PROBLEM TO SOLVE
In the records below, present the stretch from the line containing "Practice. Spot the cardboard" through the end of the records as a Markdown table with the columns Row and Line, numbering each line and leaving out blank lines.

______

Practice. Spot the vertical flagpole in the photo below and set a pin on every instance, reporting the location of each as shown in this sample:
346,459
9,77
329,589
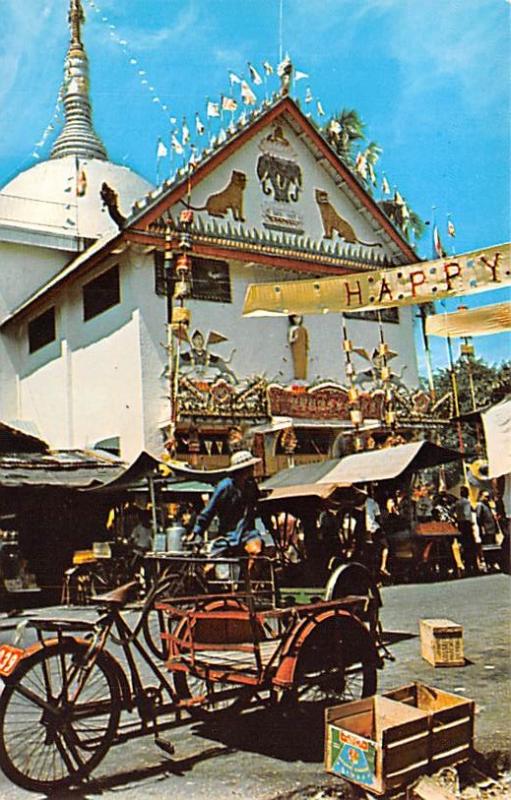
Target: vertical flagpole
455,392
427,351
353,395
281,19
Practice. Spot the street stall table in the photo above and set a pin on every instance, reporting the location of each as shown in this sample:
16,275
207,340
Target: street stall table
438,549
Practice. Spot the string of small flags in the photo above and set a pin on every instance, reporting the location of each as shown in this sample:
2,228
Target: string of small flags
212,123
133,62
55,121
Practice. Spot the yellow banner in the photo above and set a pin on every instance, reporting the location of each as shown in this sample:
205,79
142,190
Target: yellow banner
478,271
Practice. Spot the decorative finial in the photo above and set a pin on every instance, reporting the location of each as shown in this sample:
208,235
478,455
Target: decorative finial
78,137
75,18
285,73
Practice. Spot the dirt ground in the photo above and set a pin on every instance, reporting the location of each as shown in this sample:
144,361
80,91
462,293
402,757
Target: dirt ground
256,757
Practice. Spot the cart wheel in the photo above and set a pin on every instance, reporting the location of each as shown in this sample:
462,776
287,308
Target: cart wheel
355,579
334,665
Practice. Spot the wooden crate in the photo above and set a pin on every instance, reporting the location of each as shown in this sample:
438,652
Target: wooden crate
451,721
376,743
442,642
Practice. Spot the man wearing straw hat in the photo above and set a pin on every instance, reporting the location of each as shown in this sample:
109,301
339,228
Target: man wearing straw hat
234,504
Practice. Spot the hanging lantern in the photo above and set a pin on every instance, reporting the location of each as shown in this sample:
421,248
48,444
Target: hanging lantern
356,416
353,394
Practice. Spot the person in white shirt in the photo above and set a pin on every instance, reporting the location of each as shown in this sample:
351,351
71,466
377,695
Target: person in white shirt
374,532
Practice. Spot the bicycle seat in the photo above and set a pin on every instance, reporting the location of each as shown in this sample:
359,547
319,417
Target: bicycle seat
118,596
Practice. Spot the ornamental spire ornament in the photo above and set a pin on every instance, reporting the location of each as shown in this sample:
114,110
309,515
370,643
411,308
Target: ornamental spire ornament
78,137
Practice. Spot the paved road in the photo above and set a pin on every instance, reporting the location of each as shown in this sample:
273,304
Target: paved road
255,758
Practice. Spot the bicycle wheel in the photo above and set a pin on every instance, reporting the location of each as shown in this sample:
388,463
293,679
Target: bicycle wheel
58,720
334,666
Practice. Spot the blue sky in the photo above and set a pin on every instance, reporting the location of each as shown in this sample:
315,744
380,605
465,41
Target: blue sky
430,78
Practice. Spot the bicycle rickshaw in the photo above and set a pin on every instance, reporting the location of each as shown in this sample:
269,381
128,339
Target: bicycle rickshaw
68,698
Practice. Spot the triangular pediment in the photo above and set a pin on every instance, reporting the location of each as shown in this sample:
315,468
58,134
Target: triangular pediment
278,183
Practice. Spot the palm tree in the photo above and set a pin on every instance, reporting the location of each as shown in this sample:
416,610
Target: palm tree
372,153
343,130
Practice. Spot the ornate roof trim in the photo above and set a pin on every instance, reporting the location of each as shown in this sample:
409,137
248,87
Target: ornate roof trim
149,209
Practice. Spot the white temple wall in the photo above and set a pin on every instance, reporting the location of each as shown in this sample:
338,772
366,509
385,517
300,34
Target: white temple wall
24,269
104,377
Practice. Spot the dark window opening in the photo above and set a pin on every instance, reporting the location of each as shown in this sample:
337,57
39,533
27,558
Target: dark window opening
210,279
41,330
111,445
101,293
385,314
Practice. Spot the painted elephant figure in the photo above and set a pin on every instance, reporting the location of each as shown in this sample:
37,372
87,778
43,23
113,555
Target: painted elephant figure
282,176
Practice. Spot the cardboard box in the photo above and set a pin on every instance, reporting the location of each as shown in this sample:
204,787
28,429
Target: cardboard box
442,642
451,721
376,743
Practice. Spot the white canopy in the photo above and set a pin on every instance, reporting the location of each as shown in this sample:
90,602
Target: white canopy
484,321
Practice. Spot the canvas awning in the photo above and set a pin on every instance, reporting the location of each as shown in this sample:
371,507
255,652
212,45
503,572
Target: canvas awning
373,465
390,462
497,431
484,321
61,469
328,494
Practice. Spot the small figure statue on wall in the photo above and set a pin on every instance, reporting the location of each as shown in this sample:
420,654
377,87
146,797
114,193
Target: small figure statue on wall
298,339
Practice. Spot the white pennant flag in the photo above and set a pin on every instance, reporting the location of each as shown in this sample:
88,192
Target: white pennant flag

______

RIGHT ANSWER
| Row | Line |
|---|---|
| 1 | Practice. Spot the cardboard box in the photo above and set a pin on every instance, reporting the location of each as shown in this sample: |
| 2 | 204,787 |
| 3 | 28,429 |
| 4 | Target: cardboard box |
| 5 | 442,642 |
| 6 | 451,721 |
| 7 | 376,743 |
| 8 | Practice. Spot the white canopy in the photo above and set a pin on every instance, reporting the location of each as shown in this sample: |
| 9 | 90,602 |
| 10 | Target: white canopy |
| 11 | 484,321 |
| 12 | Practice. Spot the canvas awning in the photo above and set a pin on every instance, reporting the location of each as shown in this sample: |
| 13 | 371,507 |
| 14 | 255,652 |
| 15 | 212,45 |
| 16 | 503,572 |
| 17 | Target: canvas awning |
| 18 | 373,465 |
| 19 | 390,462 |
| 20 | 497,431 |
| 21 | 484,321 |
| 22 | 61,469 |
| 23 | 328,494 |
| 24 | Practice. Spot the small figure statue on wall in the photo above and set a pin on every instance, reporting the location of each as shown in this sample: |
| 25 | 420,654 |
| 26 | 377,87 |
| 27 | 146,797 |
| 28 | 114,193 |
| 29 | Target: small figure statue on wall |
| 30 | 298,339 |
| 31 | Practice. Spot the white pennant flag in the photo above and set a pin on every instance, reporting the location of each as shown in this sample: |
| 32 | 88,192 |
| 33 | Target: white pennant flag |